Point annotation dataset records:
-----

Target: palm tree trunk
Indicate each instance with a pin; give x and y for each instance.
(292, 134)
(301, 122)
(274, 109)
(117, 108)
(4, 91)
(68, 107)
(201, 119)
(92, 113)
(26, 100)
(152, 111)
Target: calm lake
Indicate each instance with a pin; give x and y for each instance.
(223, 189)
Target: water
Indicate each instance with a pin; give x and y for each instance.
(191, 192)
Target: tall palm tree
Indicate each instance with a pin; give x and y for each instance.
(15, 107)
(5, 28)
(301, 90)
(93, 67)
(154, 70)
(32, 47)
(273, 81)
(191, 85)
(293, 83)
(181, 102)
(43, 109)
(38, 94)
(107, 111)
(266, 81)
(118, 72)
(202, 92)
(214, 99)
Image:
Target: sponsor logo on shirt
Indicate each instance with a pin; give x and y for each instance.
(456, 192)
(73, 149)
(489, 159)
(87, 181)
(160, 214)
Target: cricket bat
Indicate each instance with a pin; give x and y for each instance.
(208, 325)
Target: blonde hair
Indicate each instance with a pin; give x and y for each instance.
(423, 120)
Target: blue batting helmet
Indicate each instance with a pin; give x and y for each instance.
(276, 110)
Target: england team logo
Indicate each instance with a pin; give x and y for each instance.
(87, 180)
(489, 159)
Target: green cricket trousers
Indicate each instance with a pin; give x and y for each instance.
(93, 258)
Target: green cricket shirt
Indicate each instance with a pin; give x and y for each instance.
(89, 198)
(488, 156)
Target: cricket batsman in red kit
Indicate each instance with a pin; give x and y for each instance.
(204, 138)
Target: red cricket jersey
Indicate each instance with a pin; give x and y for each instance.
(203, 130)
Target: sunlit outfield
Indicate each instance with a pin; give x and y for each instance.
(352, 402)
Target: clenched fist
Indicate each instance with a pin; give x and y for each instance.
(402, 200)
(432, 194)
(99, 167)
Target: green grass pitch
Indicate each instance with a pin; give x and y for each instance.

-----

Can you reproduce every line of the records above, word for word and in the same order?

SOLUTION FOR THIS TASK:
Target: palm tree trunk
Indicate each instance with a pin; give x and y for each instance.
(292, 134)
(301, 122)
(274, 109)
(117, 108)
(4, 91)
(68, 107)
(201, 119)
(92, 113)
(26, 100)
(152, 111)
Target: calm lake
Indicate each instance with a pin; give x and y for each instance.
(223, 189)
Target: water
Indicate each instance with a pin; give x and y for each instance.
(191, 192)
Target: tall palm tree
Indicate each instance with a pin; give x and y for each instance.
(15, 107)
(5, 28)
(301, 90)
(93, 67)
(154, 70)
(32, 47)
(273, 81)
(191, 85)
(293, 83)
(181, 102)
(43, 109)
(38, 94)
(107, 111)
(266, 81)
(118, 72)
(202, 92)
(214, 99)
Image:
Target: sponsor logo on shirt
Indicate each instance with a pin; give x and y for each instance.
(456, 192)
(73, 149)
(489, 159)
(87, 181)
(160, 214)
Target: cricket bat
Indicate each instance with a pin; give x and y for each instance.
(208, 325)
Target: blonde hair
Indicate each instance with a pin; give x and y for each instance.
(423, 120)
Target: blue batting helmet
Indicate each instance with a pin; give x and y for each instance.
(276, 110)
Target: england team logo
Indicate each instance with a pin; give x and y for each instance.
(87, 180)
(489, 159)
Target: green cricket trousers
Indicate each instance with a pin; give x and y for each instance.
(93, 258)
Target: green cricket shirt
Indicate each instance with a pin; give x and y for each instance.
(89, 198)
(488, 156)
Target: cricket batsman in red kit
Indicate each instance with a pin; give x and y for each instance.
(204, 138)
Target: red cricket jersey
Indicate each instance with a pin; give x and y for each instance.
(203, 130)
Target: sunlit outfield
Indicate each instance with a pin; give x and y for each instance.
(352, 402)
Target: clenched fist
Indicate each instance with a pin; give x and y for each instance.
(402, 200)
(432, 194)
(99, 167)
Target: green grass pitch
Indicate each instance with a pin; give x and y for each instance.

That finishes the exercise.